» Records to use:
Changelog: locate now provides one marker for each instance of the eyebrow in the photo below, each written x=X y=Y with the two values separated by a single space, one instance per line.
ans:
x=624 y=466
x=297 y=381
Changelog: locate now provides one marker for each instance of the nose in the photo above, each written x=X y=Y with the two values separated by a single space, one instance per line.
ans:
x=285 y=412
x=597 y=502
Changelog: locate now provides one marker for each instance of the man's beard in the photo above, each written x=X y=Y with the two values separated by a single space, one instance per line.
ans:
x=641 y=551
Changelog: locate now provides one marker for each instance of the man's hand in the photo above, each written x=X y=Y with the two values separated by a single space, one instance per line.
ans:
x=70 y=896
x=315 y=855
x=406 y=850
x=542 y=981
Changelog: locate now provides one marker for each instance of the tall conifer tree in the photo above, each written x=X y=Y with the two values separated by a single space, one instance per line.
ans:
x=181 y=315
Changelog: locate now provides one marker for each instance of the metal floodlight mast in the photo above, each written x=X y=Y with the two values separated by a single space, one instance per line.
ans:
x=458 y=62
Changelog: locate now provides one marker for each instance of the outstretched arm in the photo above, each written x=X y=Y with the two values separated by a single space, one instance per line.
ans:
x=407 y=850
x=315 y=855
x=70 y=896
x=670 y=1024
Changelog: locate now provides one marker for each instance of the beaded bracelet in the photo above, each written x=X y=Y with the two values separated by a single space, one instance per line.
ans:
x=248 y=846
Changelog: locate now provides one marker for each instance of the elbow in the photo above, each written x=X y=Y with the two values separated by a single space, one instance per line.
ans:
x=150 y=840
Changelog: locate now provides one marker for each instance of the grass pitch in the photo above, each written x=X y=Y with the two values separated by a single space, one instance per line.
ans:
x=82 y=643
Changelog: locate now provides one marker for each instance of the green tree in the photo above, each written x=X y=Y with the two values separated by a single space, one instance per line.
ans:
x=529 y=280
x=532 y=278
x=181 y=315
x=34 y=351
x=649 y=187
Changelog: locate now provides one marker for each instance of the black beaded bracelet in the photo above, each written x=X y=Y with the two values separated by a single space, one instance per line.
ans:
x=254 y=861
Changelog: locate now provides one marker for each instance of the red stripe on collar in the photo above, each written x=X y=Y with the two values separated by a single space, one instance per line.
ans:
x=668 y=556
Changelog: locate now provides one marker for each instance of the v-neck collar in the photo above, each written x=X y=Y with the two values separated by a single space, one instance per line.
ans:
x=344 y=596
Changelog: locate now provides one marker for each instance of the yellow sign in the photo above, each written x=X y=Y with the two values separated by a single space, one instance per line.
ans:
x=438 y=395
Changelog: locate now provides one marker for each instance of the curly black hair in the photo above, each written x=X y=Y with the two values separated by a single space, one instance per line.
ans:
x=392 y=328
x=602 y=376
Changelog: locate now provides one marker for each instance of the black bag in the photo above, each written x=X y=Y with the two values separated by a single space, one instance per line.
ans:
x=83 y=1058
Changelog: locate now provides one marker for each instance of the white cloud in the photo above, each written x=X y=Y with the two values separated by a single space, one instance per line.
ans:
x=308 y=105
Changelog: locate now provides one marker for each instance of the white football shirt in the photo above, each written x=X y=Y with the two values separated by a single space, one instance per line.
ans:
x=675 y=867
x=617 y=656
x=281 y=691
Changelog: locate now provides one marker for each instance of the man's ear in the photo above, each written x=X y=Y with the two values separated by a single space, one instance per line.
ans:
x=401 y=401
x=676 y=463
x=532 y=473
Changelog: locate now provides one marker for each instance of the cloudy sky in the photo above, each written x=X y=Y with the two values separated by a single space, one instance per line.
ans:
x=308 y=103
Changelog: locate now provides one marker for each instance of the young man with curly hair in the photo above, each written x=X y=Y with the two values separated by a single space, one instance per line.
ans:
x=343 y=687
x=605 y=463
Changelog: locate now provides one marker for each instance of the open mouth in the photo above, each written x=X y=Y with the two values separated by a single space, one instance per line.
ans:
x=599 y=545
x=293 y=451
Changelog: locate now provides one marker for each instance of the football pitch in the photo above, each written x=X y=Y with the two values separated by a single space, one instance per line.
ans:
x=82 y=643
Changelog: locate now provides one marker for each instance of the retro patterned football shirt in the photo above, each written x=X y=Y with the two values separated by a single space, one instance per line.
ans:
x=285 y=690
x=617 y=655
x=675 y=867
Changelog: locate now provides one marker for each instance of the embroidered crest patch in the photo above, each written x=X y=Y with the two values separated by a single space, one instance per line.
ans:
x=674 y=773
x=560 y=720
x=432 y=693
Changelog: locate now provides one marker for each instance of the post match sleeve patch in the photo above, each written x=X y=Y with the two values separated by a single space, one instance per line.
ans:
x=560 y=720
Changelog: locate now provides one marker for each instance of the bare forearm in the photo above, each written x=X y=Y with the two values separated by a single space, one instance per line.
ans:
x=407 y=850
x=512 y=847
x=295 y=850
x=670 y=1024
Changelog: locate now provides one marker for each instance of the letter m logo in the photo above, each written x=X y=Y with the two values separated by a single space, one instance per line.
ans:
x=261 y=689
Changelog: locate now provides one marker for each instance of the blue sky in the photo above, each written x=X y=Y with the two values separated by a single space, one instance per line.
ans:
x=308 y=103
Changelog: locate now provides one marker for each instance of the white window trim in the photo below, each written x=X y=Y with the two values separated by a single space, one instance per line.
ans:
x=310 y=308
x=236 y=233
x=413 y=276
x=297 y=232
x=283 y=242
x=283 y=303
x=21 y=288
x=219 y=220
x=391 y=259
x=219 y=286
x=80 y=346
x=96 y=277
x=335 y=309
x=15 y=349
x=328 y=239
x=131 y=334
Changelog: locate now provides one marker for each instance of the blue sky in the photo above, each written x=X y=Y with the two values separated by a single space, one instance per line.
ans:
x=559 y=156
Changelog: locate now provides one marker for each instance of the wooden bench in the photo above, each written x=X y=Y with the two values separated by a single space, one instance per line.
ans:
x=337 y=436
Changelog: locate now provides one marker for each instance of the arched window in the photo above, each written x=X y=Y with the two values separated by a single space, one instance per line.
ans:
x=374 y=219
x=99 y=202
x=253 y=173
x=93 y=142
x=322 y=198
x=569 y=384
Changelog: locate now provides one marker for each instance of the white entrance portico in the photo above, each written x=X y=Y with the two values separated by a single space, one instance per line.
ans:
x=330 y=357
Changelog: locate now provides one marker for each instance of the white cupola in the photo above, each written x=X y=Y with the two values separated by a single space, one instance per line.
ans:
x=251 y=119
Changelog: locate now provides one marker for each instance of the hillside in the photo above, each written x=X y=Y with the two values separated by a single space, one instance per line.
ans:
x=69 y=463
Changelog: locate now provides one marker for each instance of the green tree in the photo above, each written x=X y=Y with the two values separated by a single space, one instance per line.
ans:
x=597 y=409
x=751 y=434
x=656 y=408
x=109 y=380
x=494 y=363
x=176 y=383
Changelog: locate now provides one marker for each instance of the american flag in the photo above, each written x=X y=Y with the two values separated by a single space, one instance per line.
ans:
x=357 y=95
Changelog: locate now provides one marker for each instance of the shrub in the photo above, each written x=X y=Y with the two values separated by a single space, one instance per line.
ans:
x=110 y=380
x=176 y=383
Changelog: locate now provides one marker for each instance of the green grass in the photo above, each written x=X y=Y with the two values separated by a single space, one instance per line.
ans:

» Objective:
The entries above should be repeated exactly, every one of them.

» Reply:
Changelog: locate now provides one marker for each instance of the eyebrow in the photo below, each written x=X y=Y with the two values separated by a single space, one instance per line.
ans:
x=624 y=466
x=297 y=381
Changelog: locate now provides one marker for each instance of the nose in the photo above, each written x=X y=Y with the two values separated by a single space, one instance per line.
ans:
x=285 y=412
x=597 y=502
Changelog: locate now provides one marker for each instance of the man's beard in the photo above, each written x=X y=Y with the two values separated by a single space, one instance per line.
ans:
x=641 y=551
Changelog: locate now provides one marker for each instance of the man's hand in the photo above, each written x=X y=Y with the two values separated by a single space, one instance per line.
ans:
x=70 y=896
x=315 y=855
x=406 y=850
x=542 y=981
Changelog: locate now provides one marker for each instance of the tall conifer tree in the photo above, each written x=X y=Y with the two values separated by a single space, one instance per line.
ans:
x=181 y=315
Changelog: locate now provides one marker for each instance of the metal floodlight mast in the photo above, each written x=X y=Y with the two values separated by a single space, one instance per line.
ans:
x=458 y=62
Changelog: locate now provides one marker for each instance of the outstretched arm in the photo above, each written x=X y=Y with the two values separated by a single space, one instance per line.
ans:
x=407 y=850
x=315 y=855
x=70 y=896
x=670 y=1024
Changelog: locate now provides one marker for each instance of the beaded bracelet in the photo above, each written x=X y=Y with the two values separated by a single space, one instance per line.
ans:
x=248 y=846
Changelog: locate now provides one marker for each instance of the elbow in the photo above, each written x=X y=Y with the two values separated by a single space, one instance per line.
ans:
x=150 y=840
Changelog: locate now provides one marker for each instance of the grass pitch in the photo above, each written x=X y=Y with the two values separated by a single space, one instance per line.
ans:
x=82 y=643
Changelog: locate now provides one marker for each instance of the green tree in the photo above, each written x=X y=Y with the two values separated by a single space, one instance per line.
ans:
x=529 y=280
x=532 y=278
x=181 y=315
x=34 y=351
x=649 y=187
Changelog: locate now provides one marker for each instance of the black beaded bracelet in the photo above, each written x=X y=Y with the two values separated by a single space, one instance per line.
ans:
x=254 y=861
Changelog: locate now provides one marker for each instance of the red stripe on collar in the photo above, each written x=X y=Y with the two values separated by a single space, one instance per line.
ans:
x=668 y=556
Changelog: locate now provides one marker for each instance of the v-neck collar in the photo above, each written x=X y=Y with the two values separated by a single space, one instance per line.
ans:
x=344 y=596
Changelog: locate now provides one marker for each instance of the yellow sign in the photo above, each written x=X y=Y with the two values separated by a single space, one instance per line.
ans:
x=438 y=395
Changelog: locate now provides one marker for each instance of the curly black hair in the photo above, each written x=X y=Y with the two values separated by a single space, one instance per line.
ans:
x=392 y=328
x=602 y=376
Changelog: locate now provides one marker for each instance of the black bag in the photo above, each written x=X y=Y with the two values separated by a single space, one instance per line.
ans:
x=83 y=1058
Changelog: locate now provides one marker for each instance of the white cloud in the photo above, each written x=X y=Y with the two values separated by a single space, one instance per line.
ans:
x=308 y=105
Changelog: locate now provides one marker for each instance of the white football shirt in the photo above, each written x=X y=Y with the two values separated by a single space, one instance per line.
ans:
x=675 y=867
x=617 y=656
x=281 y=691
Changelog: locate now provides one marker for each instance of the man's ear in the photo above, each written x=X y=Y with the two values separated by a single space, one instance per line.
ans:
x=401 y=401
x=676 y=463
x=532 y=473
Changelog: locate now provides one marker for each instance of the cloudy sky in the photo above, each written x=X y=Y with the two values separated by a single space, one instance per line.
ans:
x=308 y=103
Changelog: locate now provides one marker for each instance of the young man with curly hair in the photo above, each written x=X y=Y with the two values separated by a single space, one instance per line.
ans:
x=343 y=687
x=605 y=463
Changelog: locate now provides one marker for each instance of the open mouth in the photo above, each written x=X y=Y with the two values separated by a single space, one instance per line.
ans:
x=599 y=545
x=293 y=451
Changelog: locate now provides one marker for each instance of the football pitch in the photo above, each written x=X y=Y with the two values separated by a single space, one instance per line.
ans:
x=82 y=643
Changelog: locate now provides one marker for each instance of the retro patterned football shirt in the photo above, each written x=X y=Y with the two values separated by a single space, one instance per line.
ans:
x=285 y=690
x=617 y=655
x=675 y=867
Changelog: locate now provides one marker for each instance of the embroidered crest patch in the photo above, each written x=X y=Y with the two values separated by a single space, one instance per line.
ans:
x=674 y=773
x=560 y=720
x=432 y=693
Changelog: locate now provides one marker for each instance of the post match sleeve patch in the photo above, each written x=X y=Y with the two values separated by a single space, one instance per line.
ans:
x=560 y=720
Changelog: locate now provides one marker for each instance of the bare forearm in the photo above, each written x=X y=Y with the two values separated by a single space, one instance per line.
ans:
x=407 y=850
x=512 y=847
x=295 y=850
x=670 y=1024
Changelog: locate now provides one marker for each instance of the letter m logo in the photo above, each written x=X y=Y with the two values separated by a single space, one instance per line.
ans:
x=261 y=689
Changelog: locate now provides one marker for each instance of the blue sky in the photo above, each written x=X y=Y with the two values separated by a single space, one instance per line.
ans:
x=308 y=103
Changelog: locate now provides one marker for each instance of the white window trim in the photo below, each written x=X y=Y with the two values separated by a single space, one instance per line.
ans:
x=310 y=308
x=236 y=233
x=413 y=276
x=297 y=232
x=283 y=242
x=283 y=303
x=21 y=288
x=219 y=220
x=391 y=259
x=219 y=286
x=80 y=346
x=96 y=277
x=335 y=309
x=15 y=349
x=328 y=239
x=131 y=334
Changelog: locate now provides one marker for each instance of the blue sky in the photo above, each written x=X y=Y with the two values separated by a single space, one instance per line.
ans:
x=559 y=156
Changelog: locate now provides one marker for each instance of the wooden bench in the photo above, each written x=X y=Y with the two values separated by a single space, one instance per line.
ans:
x=337 y=436
Changelog: locate now provides one marker for each instance of the arched window in the photo above, each written x=X y=Y with the two values separated by a single space, one instance per line.
ans:
x=374 y=219
x=99 y=202
x=253 y=173
x=93 y=142
x=322 y=198
x=569 y=384
Changelog: locate now provides one marker for each instance of the white entrance portico in the photo above, each written x=X y=Y with the two values separated by a single space, one instance per line.
ans:
x=330 y=357
Changelog: locate now provides one marker for each instance of the white cupola in the photo above, each written x=X y=Y with the two values separated by a single space, one instance per line.
ans:
x=251 y=119
Changelog: locate now provides one marker for each instance of the hillside in the photo above, each written x=X y=Y with the two values separated by a single space, one instance per line.
ans:
x=69 y=463
Changelog: locate now provides one marker for each instance of the green tree in the photo above, each written x=X y=Y with the two values separated by a single space, one instance per line.
ans:
x=597 y=409
x=751 y=434
x=656 y=408
x=109 y=380
x=494 y=363
x=176 y=383
Changelog: locate now provides one marker for each instance of the american flag in the photo above, each written x=X y=Y with the two values separated by a single space, one instance per line.
ans:
x=357 y=95
Changelog: locate now provides one marker for each instance of the shrub in the photo above, each written x=X y=Y with the two values separated by a single space, one instance per line.
ans:
x=110 y=380
x=176 y=383
Changelog: locate now provides one marker for each instance of the green grass in the photo above, each written x=X y=Y with the two values separated by a single space, one instance per line.
ans:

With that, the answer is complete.